» SUPPLIED TEXT:

World Backup Day: The New Reality of Data Resilience

Ransomware has evolved; attackers now hunt for backup systems before launching the main strike. They slip into an environment, corrupt the recovery chain, then trigger the payload when escape routes are already gone. AI is only accelerating this shift, giving attackers tools to scan networks and breach defences at scale. Backups alone no longer guarantee a way out, so organisations need to ensure recovery is fast, predictable, and resilient – even when data protection layers are compromised.

Yet, many still depend on processes built for accidental loss or hardware faults. Without modern resilience, recovery times lengthen while costs skyrocket, leaving the true level of risk remaining hidden. So, what can organisations do to mitigate this?

Making data protection a strategic investment

With cyber threats constantly changing, data protection technologies need to keep up the pace. Today’s attackers often spend weeks, or even months, inside corporate networks before launching attacks. This quiet corruption of systems and data can be catastrophic, leaving organisations in the dark on which data can actually be trusted and whether backups have also been compromised without them knowing.

This is an issue highlighted by Mark Molyneux, Field CTO at Commvault; “This challenge is becoming even more critical as businesses adopt technologies like AI, where decisions and operations rely on vast volumes of constantly changing data. If the underlying data is corrupted or poisoned, the consequences can spread rapidly across systems and outputs. Trusted backups are not just a recovery tool – they are a foundation for operational resilience”.

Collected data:
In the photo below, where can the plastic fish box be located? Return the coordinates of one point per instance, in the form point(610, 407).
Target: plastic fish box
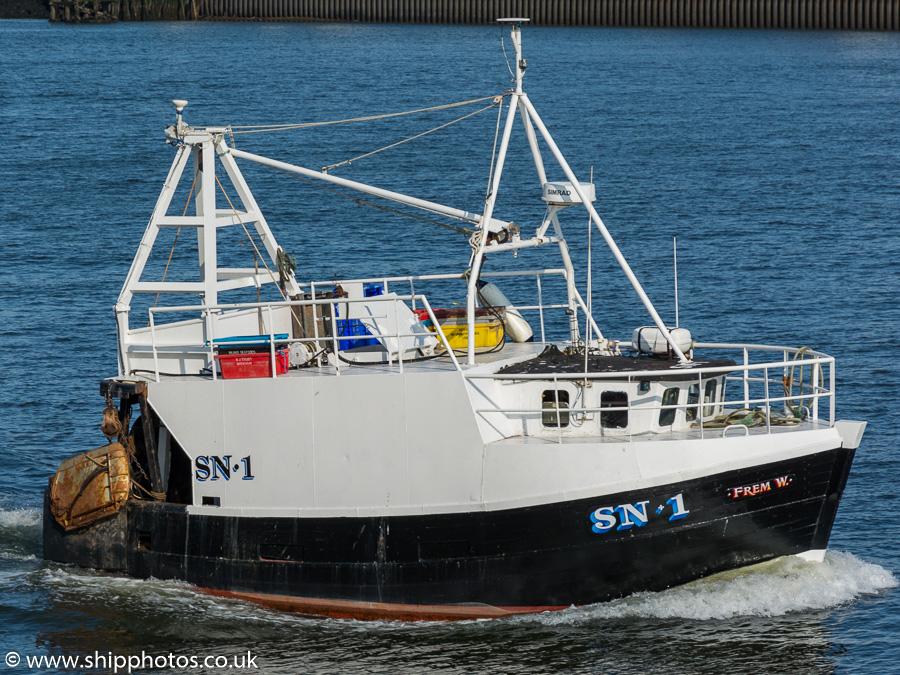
point(353, 328)
point(243, 366)
point(488, 326)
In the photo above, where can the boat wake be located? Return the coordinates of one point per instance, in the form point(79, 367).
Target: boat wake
point(783, 586)
point(770, 589)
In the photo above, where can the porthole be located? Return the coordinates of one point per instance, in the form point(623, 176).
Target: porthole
point(555, 404)
point(614, 419)
point(667, 416)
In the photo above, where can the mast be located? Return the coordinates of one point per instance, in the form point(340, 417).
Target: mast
point(530, 116)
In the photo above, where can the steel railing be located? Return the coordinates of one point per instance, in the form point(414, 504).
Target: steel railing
point(810, 393)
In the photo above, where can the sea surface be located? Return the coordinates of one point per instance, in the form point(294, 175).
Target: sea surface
point(773, 157)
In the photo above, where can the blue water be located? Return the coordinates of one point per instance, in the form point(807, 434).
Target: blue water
point(772, 156)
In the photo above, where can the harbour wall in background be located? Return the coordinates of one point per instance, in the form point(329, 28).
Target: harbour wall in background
point(794, 14)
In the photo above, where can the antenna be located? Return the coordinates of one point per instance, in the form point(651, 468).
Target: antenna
point(675, 258)
point(587, 319)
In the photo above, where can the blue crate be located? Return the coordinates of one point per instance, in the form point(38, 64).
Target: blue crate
point(354, 327)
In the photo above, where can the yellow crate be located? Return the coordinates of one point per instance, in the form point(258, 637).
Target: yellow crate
point(487, 335)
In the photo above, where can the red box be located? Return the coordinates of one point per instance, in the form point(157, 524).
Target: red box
point(242, 366)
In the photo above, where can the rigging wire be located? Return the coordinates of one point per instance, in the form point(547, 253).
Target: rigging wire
point(326, 169)
point(363, 202)
point(263, 128)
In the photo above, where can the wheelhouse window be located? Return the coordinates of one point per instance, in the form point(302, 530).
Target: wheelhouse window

» GOAL OF THE EXERCISE: Please copy the World Backup Day article word for word from "Making data protection" to "without them knowing.".

» CORRECT RESULT:
Making data protection a strategic investment

With cyber threats constantly changing, data protection technologies need to keep up the pace. Today’s attackers often spend weeks, or even months, inside corporate networks before launching attacks. This quiet corruption of systems and data can be catastrophic, leaving organisations in the dark on which data can actually be trusted and whether backups have also been compromised without them knowing.